> Instruction
Give the data again, word for word.
***** Record list *****
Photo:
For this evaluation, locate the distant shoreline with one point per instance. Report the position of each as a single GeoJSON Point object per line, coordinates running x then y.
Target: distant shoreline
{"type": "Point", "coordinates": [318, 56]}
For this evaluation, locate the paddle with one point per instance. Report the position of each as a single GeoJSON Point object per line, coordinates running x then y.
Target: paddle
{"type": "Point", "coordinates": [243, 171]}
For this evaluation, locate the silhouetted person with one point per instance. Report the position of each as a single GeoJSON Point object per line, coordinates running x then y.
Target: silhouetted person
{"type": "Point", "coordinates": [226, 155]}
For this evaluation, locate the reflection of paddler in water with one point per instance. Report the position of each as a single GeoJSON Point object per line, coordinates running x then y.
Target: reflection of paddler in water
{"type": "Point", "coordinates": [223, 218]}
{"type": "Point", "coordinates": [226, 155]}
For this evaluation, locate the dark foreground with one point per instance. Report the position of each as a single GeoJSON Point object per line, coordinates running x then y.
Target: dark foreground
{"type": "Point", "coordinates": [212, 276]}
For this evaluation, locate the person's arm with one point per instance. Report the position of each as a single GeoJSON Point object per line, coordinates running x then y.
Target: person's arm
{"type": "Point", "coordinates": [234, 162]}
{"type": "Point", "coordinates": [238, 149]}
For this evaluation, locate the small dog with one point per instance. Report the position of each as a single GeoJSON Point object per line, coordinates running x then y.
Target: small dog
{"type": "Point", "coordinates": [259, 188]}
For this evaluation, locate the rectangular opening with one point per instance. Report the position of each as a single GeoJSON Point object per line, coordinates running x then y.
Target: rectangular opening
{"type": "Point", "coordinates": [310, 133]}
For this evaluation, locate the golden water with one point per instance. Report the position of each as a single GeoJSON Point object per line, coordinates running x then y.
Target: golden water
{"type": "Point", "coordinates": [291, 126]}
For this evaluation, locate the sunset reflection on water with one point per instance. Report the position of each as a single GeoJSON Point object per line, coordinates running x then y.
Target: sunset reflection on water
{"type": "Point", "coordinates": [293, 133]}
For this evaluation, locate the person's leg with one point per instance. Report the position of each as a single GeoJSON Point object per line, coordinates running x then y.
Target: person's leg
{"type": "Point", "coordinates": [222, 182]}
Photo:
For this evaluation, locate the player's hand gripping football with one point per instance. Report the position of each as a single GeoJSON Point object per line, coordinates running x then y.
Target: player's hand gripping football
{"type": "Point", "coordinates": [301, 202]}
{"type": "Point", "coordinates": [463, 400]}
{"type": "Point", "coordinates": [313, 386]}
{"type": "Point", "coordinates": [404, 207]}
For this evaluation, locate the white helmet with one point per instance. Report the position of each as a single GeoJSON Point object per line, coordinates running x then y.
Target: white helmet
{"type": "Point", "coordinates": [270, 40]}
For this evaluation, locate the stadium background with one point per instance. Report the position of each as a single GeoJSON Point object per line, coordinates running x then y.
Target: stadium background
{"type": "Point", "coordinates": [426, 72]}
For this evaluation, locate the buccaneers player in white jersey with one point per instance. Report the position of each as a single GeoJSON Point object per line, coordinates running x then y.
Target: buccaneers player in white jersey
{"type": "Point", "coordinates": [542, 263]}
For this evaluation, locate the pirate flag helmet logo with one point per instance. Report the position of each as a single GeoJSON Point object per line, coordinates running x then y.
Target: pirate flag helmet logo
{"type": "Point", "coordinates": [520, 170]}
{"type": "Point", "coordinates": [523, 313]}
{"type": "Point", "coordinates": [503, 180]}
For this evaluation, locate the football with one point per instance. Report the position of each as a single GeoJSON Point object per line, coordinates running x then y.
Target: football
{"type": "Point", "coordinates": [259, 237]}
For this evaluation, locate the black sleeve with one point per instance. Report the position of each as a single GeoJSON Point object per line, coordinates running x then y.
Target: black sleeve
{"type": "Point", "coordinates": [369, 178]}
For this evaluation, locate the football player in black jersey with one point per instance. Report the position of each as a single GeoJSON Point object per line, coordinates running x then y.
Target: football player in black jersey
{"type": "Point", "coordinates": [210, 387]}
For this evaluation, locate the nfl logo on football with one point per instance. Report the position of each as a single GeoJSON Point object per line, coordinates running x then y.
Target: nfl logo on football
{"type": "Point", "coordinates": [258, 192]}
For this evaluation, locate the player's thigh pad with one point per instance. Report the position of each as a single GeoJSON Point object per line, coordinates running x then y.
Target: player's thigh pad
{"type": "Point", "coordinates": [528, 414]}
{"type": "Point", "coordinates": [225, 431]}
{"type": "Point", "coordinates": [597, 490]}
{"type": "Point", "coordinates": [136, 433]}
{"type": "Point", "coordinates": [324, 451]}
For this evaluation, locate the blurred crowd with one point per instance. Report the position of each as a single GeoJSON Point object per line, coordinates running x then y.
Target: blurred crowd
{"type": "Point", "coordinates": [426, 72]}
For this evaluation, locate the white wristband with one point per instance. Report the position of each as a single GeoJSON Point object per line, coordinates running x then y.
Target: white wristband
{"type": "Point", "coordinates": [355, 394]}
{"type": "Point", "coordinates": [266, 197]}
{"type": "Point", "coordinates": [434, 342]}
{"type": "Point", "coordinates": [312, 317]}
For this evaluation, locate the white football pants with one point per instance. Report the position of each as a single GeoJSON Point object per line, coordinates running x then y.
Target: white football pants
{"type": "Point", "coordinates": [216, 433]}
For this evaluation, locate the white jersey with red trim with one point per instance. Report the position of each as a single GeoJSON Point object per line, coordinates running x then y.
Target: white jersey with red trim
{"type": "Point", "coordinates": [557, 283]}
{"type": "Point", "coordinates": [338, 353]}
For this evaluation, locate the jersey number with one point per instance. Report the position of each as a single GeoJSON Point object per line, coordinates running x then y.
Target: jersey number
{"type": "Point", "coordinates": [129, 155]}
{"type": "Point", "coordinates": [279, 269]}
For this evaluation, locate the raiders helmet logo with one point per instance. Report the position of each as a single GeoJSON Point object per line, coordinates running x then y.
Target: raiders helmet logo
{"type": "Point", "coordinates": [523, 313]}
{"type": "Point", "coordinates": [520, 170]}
*****
> Result
Photo:
For this evaluation, locate the distant shoreline with one point per instance. Report the position of each as a single GeoJSON Point object per line, coordinates running x then y.
Target: distant shoreline
{"type": "Point", "coordinates": [318, 56]}
For this evaluation, locate the paddle with one point per instance. Report the position of each as a single GeoJSON Point object per line, coordinates running x then y.
Target: paddle
{"type": "Point", "coordinates": [243, 171]}
For this evaluation, locate the silhouetted person with one point per instance. Report the position of each as a single GeoJSON Point object per line, coordinates running x then y.
Target: silhouetted person
{"type": "Point", "coordinates": [226, 155]}
For this evaluation, locate the reflection of paddler in water with one point per instance. Report the position of each as a single GeoJSON Point object per line, coordinates running x then y.
Target: reflection of paddler in water
{"type": "Point", "coordinates": [223, 218]}
{"type": "Point", "coordinates": [226, 155]}
For this evaluation, locate the dark foreground with one point per instance. Report the position of each as a single GeoJSON Point object per line, coordinates running x then y.
Target: dark foreground
{"type": "Point", "coordinates": [212, 276]}
For this evaluation, locate the person's arm with one point per instance. Report the position of each as a single GeoJSON Point object per line, coordinates running x then y.
Target: person's arm
{"type": "Point", "coordinates": [234, 162]}
{"type": "Point", "coordinates": [238, 149]}
For this evaluation, locate the small dog with one point per instance. Report the position of each as a single GeoJSON Point object per line, coordinates running x then y.
Target: small dog
{"type": "Point", "coordinates": [259, 188]}
For this evaluation, locate the rectangular opening with one point per instance. Report the position of each as a single GeoJSON Point object per line, coordinates running x then y.
Target: rectangular opening
{"type": "Point", "coordinates": [310, 133]}
For this evaluation, locate the golden water with one point per instance. Report the position of each as a single GeoJSON Point object per line, coordinates running x then y.
Target: golden water
{"type": "Point", "coordinates": [291, 126]}
For this evaluation, locate the sunset reflection on water with one point per instance. Report the position of each as a single GeoJSON Point object per line, coordinates running x then y.
Target: sunset reflection on water
{"type": "Point", "coordinates": [293, 133]}
For this evaluation, locate the person's leg with one point per instance. Report the position of each as a single GeoJSON Point object per line, coordinates running x then y.
Target: person's leg
{"type": "Point", "coordinates": [222, 182]}
Photo:
For this evaluation, locate the player's hand gripping football with one point per instance. Report the position of each as a single GeoJSON Point object per line, coordinates running x then y.
Target: player's hand gripping football
{"type": "Point", "coordinates": [301, 202]}
{"type": "Point", "coordinates": [463, 400]}
{"type": "Point", "coordinates": [313, 386]}
{"type": "Point", "coordinates": [404, 207]}
For this evaluation, locate the white helmet with one point per instance. Report the position of each as a single GeoJSON Point object per line, coordinates running x then y.
Target: white helmet
{"type": "Point", "coordinates": [270, 40]}
For this evaluation, locate the stadium background with one point per instance. Report the position of each as a single GeoJSON Point object per line, coordinates running x then y.
Target: stadium background
{"type": "Point", "coordinates": [426, 72]}
For this evaluation, locate the buccaneers player in white jersey with one point per instance. Report the position of each as a single GeoJSON Point object per line, coordinates running x then y.
Target: buccaneers player in white jersey
{"type": "Point", "coordinates": [542, 263]}
For this evaluation, locate the pirate flag helmet logo with one point per instance. Report the position of each as a single GeoJSON Point object per line, coordinates running x then y.
Target: pirate flag helmet logo
{"type": "Point", "coordinates": [520, 170]}
{"type": "Point", "coordinates": [523, 313]}
{"type": "Point", "coordinates": [503, 180]}
For this evaluation, locate the football with one point per instance. Report the position of each as a single GeoJSON Point object per line, coordinates running x then y.
Target: football
{"type": "Point", "coordinates": [259, 237]}
For this evaluation, locate the black sleeve with one point per instance. Report the position of each as a single GeoJSON Point object per line, coordinates running x then y.
Target: black sleeve
{"type": "Point", "coordinates": [369, 178]}
For this evaluation, locate the football player in black jersey with one point per instance. Report the position of each as a single GeoJSON Point object per line, coordinates running x then y.
Target: football player in black jersey
{"type": "Point", "coordinates": [210, 387]}
For this evaluation, locate the nfl logo on football with one point per instance. Report the position of each as a single GeoJSON Point object per line, coordinates running x then y.
Target: nfl logo on football
{"type": "Point", "coordinates": [258, 192]}
For this evaluation, locate the player's thigh pad with one point per instance. Report the position of each as a single GeoJSON Point object per line, coordinates running x then y.
Target: player's thigh pad
{"type": "Point", "coordinates": [528, 414]}
{"type": "Point", "coordinates": [225, 431]}
{"type": "Point", "coordinates": [597, 490]}
{"type": "Point", "coordinates": [136, 433]}
{"type": "Point", "coordinates": [324, 451]}
For this evaluation, locate the blurred crowd with one point per instance. Report the position of each as a single GeoJSON Point object per line, coordinates running x then y.
Target: blurred crowd
{"type": "Point", "coordinates": [426, 72]}
For this evaluation, locate the white wristband with one point per instance. Report the position of each as a single GeoJSON Point object per line, coordinates running x then y.
Target: white wristband
{"type": "Point", "coordinates": [355, 394]}
{"type": "Point", "coordinates": [266, 197]}
{"type": "Point", "coordinates": [434, 342]}
{"type": "Point", "coordinates": [312, 317]}
For this evaluation, locate the white football pants with one point per instance. Report the position of each as a single GeoJSON Point object per line, coordinates running x then y.
Target: white football pants
{"type": "Point", "coordinates": [216, 433]}
For this evaluation, locate the white jersey with red trim with one point per instance. Report the position of each as a single GeoJSON Point object per line, coordinates running x then y.
Target: white jersey with red trim
{"type": "Point", "coordinates": [557, 283]}
{"type": "Point", "coordinates": [338, 353]}
For this evaluation, locate the jersey number with one point per instance. Report the position of each as a single GeoJSON Point object per line, coordinates running x then y.
Target: jersey number
{"type": "Point", "coordinates": [129, 155]}
{"type": "Point", "coordinates": [279, 269]}
For this evaluation, locate the raiders helmet logo with one point per instance. Report the position of each as a single GeoJSON Point object per line, coordinates running x then y.
Target: raiders helmet logo
{"type": "Point", "coordinates": [523, 313]}
{"type": "Point", "coordinates": [520, 170]}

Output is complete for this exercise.